**PROBLEM DETAILS**
Rewrite every item below as a numbered list, leaving out any blank lines.

[INPUT RECORDS start]

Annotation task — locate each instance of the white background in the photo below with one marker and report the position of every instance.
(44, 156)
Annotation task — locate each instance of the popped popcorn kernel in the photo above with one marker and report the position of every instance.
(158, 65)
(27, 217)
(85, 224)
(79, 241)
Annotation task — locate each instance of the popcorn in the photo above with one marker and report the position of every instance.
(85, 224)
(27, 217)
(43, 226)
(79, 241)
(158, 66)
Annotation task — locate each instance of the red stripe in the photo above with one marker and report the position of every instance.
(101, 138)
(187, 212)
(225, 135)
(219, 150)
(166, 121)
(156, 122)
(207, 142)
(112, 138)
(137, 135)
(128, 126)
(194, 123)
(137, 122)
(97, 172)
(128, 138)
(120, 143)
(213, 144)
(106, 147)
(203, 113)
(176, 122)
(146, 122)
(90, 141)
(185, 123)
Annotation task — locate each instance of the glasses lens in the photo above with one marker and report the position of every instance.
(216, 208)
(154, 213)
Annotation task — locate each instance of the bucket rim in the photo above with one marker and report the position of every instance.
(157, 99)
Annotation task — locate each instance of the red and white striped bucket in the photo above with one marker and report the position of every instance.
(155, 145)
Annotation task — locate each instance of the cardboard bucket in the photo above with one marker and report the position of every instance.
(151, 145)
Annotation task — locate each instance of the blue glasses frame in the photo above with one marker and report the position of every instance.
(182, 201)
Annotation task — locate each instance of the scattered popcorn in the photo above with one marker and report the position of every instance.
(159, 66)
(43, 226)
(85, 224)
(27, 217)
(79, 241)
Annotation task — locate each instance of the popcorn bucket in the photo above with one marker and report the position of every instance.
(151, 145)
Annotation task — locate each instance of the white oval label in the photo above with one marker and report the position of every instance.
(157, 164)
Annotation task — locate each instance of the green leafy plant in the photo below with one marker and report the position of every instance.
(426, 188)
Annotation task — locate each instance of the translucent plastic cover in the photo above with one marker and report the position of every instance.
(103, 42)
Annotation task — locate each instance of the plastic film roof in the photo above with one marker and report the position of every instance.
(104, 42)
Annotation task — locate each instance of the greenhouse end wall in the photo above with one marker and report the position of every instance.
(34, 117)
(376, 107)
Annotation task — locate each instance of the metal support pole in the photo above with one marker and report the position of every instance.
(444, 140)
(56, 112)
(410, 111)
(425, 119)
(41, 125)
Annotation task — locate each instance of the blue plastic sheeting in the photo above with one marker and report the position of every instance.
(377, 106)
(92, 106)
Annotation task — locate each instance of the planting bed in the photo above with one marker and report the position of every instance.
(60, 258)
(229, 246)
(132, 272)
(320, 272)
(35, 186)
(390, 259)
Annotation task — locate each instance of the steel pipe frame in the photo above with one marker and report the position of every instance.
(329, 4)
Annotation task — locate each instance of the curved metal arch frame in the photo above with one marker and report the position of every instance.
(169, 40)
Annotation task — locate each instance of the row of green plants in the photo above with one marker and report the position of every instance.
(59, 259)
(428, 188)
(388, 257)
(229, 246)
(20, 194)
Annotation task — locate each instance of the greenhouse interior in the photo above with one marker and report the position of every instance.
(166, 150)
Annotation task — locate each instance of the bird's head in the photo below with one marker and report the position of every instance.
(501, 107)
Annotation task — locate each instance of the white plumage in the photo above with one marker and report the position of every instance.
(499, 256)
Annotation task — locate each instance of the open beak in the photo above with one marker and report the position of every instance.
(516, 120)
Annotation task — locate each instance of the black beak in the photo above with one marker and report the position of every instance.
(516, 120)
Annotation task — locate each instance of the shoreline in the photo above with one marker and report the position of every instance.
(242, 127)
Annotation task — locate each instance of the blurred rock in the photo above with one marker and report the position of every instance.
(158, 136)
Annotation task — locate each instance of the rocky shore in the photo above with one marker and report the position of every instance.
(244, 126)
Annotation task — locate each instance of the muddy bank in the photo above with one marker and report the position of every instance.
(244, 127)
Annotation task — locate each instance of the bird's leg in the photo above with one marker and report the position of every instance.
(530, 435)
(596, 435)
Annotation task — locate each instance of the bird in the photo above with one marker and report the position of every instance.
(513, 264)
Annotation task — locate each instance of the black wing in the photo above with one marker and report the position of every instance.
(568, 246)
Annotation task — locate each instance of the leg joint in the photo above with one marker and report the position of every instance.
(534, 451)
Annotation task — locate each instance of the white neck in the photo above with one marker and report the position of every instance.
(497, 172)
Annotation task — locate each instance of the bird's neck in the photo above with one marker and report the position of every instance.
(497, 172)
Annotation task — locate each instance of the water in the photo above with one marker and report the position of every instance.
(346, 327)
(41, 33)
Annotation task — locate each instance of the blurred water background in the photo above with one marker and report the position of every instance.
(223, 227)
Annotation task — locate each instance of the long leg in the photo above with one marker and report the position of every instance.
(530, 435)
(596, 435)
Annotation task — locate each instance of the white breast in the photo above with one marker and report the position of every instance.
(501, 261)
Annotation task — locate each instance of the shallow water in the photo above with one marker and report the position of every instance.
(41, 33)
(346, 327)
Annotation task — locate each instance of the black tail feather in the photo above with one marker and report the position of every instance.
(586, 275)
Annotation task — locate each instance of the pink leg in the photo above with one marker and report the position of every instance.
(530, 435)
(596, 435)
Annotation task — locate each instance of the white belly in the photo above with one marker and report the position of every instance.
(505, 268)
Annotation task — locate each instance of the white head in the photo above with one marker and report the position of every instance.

[INPUT RECORDS end]

**FULL OUTPUT**
1. Annotation task — locate each instance of the white background in the photo below with one marker and report the position of every instance.
2. (44, 156)
3. Annotation task — locate each instance of the popped popcorn kernel in the photo above with one marker and report the position of every instance.
4. (158, 65)
5. (27, 217)
6. (85, 224)
7. (79, 241)
8. Annotation task — locate each instance of the popcorn in the photo above with one marker and report the position of every instance.
9. (85, 224)
10. (27, 217)
11. (43, 226)
12. (79, 241)
13. (158, 66)
14. Annotation task — locate each instance of the red stripe in the photo above with one marker and report the position of every instance.
15. (101, 138)
16. (187, 212)
17. (225, 135)
18. (219, 150)
19. (166, 121)
20. (156, 122)
21. (207, 142)
22. (112, 138)
23. (137, 135)
24. (128, 126)
25. (194, 123)
26. (137, 122)
27. (97, 172)
28. (128, 138)
29. (120, 143)
30. (213, 144)
31. (106, 147)
32. (203, 113)
33. (176, 122)
34. (146, 122)
35. (90, 141)
36. (185, 123)
37. Annotation task — locate each instance of the glasses lens in the photo above with one marker and report the position of every instance.
38. (216, 208)
39. (154, 213)
40. Annotation task — locate each instance of the bucket rim in the photo above with one marker and report the position of every instance.
41. (157, 99)
42. Annotation task — locate each instance of the red and white striped bucket in the photo above with one marker and report the position of every instance.
43. (155, 145)
44. Annotation task — locate each instance of the cardboard bucket in the photo above with one marker and report the position of every instance.
45. (151, 145)
46. Annotation task — locate each instance of the blue glasses frame in the photo above with one marker and report the position of every instance.
47. (182, 201)
48. Annotation task — locate each instance of the scattered popcorn in the photo above with one marker and report the position of every instance.
49. (159, 66)
50. (43, 226)
51. (85, 224)
52. (27, 217)
53. (79, 241)
54. Annotation task — locate each instance of the popcorn bucket in the photo above with one marker and report the position of every instance.
55. (151, 145)
56. Annotation task — locate each instance of the white oval label in the photo above with one marker and report the position of every instance.
57. (157, 164)
58. Annotation task — locate each instance of the green leafy plant in the photo below with one marker and report the position of every instance.
59. (426, 188)
60. Annotation task — locate each instance of the translucent plastic cover in the photo above with one marker and report the position of every instance.
61. (103, 42)
62. Annotation task — locate each instance of the plastic film roof in the photo above with one marker and report the position of every instance.
63. (104, 42)
64. Annotation task — locate each instance of the greenhouse end wall in the photo above with one marker and report the position of every instance.
65. (34, 117)
66. (376, 107)
67. Annotation task — locate each instance of the metal support pole in the photo above with one marker and report the position of every instance.
68. (444, 140)
69. (56, 112)
70. (410, 111)
71. (425, 119)
72. (41, 125)
73. Annotation task — locate each instance of the blue plastic sheeting in the photo above with one marker and report the position of every instance.
74. (377, 106)
75. (92, 106)
76. Annotation task — locate each instance of the planting bed in the photo above with one marker and report the position of every instance.
77. (60, 258)
78. (229, 246)
79. (132, 272)
80. (320, 272)
81. (35, 186)
82. (390, 259)
83. Annotation task — locate each instance of the steel pipe frame in the photo above with one marker and report the position of every instance.
84. (329, 4)
85. Annotation task — locate each instance of the curved metal arch frame in the photo above with one marker and report the position of every instance.
86. (169, 40)
87. Annotation task — locate each instance of the row of green plants in the photo above with one marker and report the position of every instance.
88. (59, 259)
89. (428, 188)
90. (388, 257)
91. (229, 246)
92. (20, 194)
93. Annotation task — locate each instance of the greenhouse interior in the photo above with one marker and report the position of every instance.
94. (166, 150)
95. Annotation task — locate each instance of the bird's head in the photo below with one marker and report the position of every instance.
96. (501, 107)
97. Annotation task — locate each instance of the white plumage in the photo above with one marker and report the position of every instance.
98. (499, 256)
99. Annotation task — locate each instance of the open beak in the photo above with one marker and report the position of every instance.
100. (516, 120)
101. Annotation task — locate each instance of the black beak in the photo above with one marker and report the position of every instance.
102. (516, 120)
103. Annotation task — locate each instance of the shoreline in the photo above with one marker and report the position of every instance.
104. (242, 127)
105. Annotation task — locate each instance of the blurred rock in the photo above with one marker and report the position of every instance.
106. (158, 136)
107. Annotation task — locate each instance of the rocky shore in the photo above with one marker and report the position of every instance.
108. (244, 126)
109. Annotation task — locate each instance of the muddy bank in the photo above with one marker and report the position of every instance.
110. (244, 127)
111. Annotation task — locate each instance of the bird's leg in the photo above with one marker and report the position of every instance.
112. (530, 435)
113. (596, 435)
114. Annotation task — locate each instance of the bird in the photo above with one marker and report the position of every instance.
115. (513, 264)
116. Annotation task — locate each instance of the black wing in the photo above with one marker and report the position of every instance.
117. (568, 246)
118. Annotation task — locate each instance of the leg joint in the photo above with one marker and report the position of every instance.
119. (534, 451)
120. Annotation task — locate each instance of the white neck in the photo above with one marker and report the position of every instance.
121. (497, 172)
122. Annotation task — locate each instance of the bird's neck in the photo above with one marker and report the position of every instance.
123. (497, 172)
124. Annotation task — locate each instance of the water in the photo above with one marker and report the position of every instance.
125. (346, 327)
126. (41, 33)
127. Annotation task — locate each instance of the blurred water background in the photo above with one marker and report the position of every instance.
128. (223, 227)
129. Annotation task — locate each instance of the long leg in the photo above with one marker and report the position of every instance.
130. (530, 435)
131. (596, 435)
132. Annotation task — locate each instance of the white breast in the photo above with one marker and report the position of every instance.
133. (501, 261)
134. Annotation task — locate each instance of the shallow water in the photo above with one marker and report the position of every instance.
135. (41, 33)
136. (346, 327)
137. Annotation task — locate each instance of the black tail feather in the photo above with one marker and report the position of every instance.
138. (586, 275)
139. Annotation task — locate each instance of the pink leg in the photo above with one marker and report the position of every instance.
140. (530, 435)
141. (596, 435)
142. Annotation task — locate each instance of the white belly in the photo above with one marker and report the position of every instance.
143. (505, 268)
144. Annotation task — locate each instance of the white head in the photo above with one marker and report the position of every instance.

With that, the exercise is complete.